SELECTED PASSAGE —
========

Referring to FIGS. 4 and 6, a dielectric layer 30 is formed over the whole substrate structure by using LPCVD. A contact opening 32 is formed on the dielectric layer 30, exposing the implantation region 22, by using lithography and etching. Then, a metal layer 34 acting as a bit line is formed over the dielectric layer 30 by LPCVD, filling the contact opening 32 so that the metal layer 34, also known as the bit line, is electrically coupled to the implantation region 22. A conventional procedure is followed to complete fabrication of the flash memory. This procedure is familiar to those skilled in the art and therefore is not described here.
FIG. 7 illustrates a partial circuit diagram of a conventional read only access memory. FIG. 7 is an example of a 2.times.3 matrix including 2 arrays or rows of memory cells and 3 columns of memory cells. FIG. 7 shows 6 memory cells, 2 word lines along the rows and 3 bit lines along the columns. Each memory cell in one array or rows is coupled to different bit lines BL but coupled to one equal word line WL. Memory cells in one column coupled to one equal bit line BL but memory cells in different arrays are coupled to different word lines WL.

========

WHAT THIS TASK INVOLVES — Could you continue the flash memory passage after its last sentence? The material is unrelated to the flash memory passage.

RECORDS SHOWN —
========

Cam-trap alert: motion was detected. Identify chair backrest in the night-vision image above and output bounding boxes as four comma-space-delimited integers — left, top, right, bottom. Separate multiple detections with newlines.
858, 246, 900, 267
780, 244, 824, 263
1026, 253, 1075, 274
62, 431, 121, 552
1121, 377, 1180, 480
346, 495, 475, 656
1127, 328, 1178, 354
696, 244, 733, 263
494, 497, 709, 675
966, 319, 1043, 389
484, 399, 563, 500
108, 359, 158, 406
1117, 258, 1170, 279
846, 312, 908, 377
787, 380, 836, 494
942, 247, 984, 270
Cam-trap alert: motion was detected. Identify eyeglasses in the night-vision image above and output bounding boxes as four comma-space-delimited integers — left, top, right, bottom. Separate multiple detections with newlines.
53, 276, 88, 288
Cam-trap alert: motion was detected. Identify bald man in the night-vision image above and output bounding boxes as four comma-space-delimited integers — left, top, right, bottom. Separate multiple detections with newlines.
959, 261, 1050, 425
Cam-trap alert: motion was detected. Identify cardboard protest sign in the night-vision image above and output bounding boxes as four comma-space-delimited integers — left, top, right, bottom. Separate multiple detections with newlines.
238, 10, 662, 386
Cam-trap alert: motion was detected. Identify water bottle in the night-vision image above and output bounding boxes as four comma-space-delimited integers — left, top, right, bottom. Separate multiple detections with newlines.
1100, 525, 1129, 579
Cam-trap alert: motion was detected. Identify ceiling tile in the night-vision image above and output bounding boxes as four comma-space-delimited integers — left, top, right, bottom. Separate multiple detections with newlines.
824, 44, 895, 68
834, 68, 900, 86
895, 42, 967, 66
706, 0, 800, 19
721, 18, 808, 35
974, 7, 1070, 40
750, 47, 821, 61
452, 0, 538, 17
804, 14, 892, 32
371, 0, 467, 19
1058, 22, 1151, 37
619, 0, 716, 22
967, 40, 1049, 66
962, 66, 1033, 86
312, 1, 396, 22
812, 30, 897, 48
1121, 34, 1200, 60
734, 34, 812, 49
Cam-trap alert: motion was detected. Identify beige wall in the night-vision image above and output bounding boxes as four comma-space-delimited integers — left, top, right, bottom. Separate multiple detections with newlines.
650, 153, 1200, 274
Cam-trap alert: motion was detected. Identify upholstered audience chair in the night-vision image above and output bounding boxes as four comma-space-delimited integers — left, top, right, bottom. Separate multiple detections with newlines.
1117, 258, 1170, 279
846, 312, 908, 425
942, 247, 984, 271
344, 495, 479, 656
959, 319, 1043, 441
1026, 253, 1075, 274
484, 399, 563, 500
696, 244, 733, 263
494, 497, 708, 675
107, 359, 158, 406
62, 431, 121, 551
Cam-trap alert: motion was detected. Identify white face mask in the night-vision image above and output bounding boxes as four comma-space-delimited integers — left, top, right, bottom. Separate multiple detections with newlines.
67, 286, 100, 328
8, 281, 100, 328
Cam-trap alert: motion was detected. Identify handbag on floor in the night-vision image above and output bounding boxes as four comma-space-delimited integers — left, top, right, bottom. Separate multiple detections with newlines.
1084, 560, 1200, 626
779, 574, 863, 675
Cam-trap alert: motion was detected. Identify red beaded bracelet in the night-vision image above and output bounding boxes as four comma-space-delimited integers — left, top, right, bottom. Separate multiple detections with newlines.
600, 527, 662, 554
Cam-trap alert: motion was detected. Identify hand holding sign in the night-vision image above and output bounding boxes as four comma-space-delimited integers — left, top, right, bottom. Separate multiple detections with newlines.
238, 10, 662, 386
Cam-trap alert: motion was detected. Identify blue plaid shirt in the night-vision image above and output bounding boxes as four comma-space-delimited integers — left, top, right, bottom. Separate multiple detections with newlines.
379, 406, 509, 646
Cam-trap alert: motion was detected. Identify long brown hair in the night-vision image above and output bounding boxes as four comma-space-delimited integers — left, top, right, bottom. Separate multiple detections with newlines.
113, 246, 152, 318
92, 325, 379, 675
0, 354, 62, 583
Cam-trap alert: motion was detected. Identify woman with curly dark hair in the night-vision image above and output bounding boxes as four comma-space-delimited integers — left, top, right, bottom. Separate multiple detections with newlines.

========

RESULT OF THIS TASK —
Number 121, 122, 123, 124, 125, and 126, each represent one memory cell. Memory cells 121 and 124 both are coupled to the bit line BL1 and are coupled to the word line WL1 and the word line WL2, respectively. Memory cells 122 and 125 both are coupled to the bit line BL2 and are coupled to the word line WL1 and the word line WL2, respectively. Memory cells 123 and 126 both are coupled to the bit line BL3 and are coupled to the word line WL1 and the word line WL2, respectively. Memory cells 121, 122 and 123 are all coupled to the word line WL1 and memory cells 124, 125 and 126 are all coupled to the word line WL2. Another terminal of the memory cells is coupled to the ion implantation region Vss.
The conventional memory cells have several drawbacks. First, during programming and reading, different voltage has to be supplied to the corresponding bit line BL, word line WL and ion implantation region Vss of each memory cell, which is complex.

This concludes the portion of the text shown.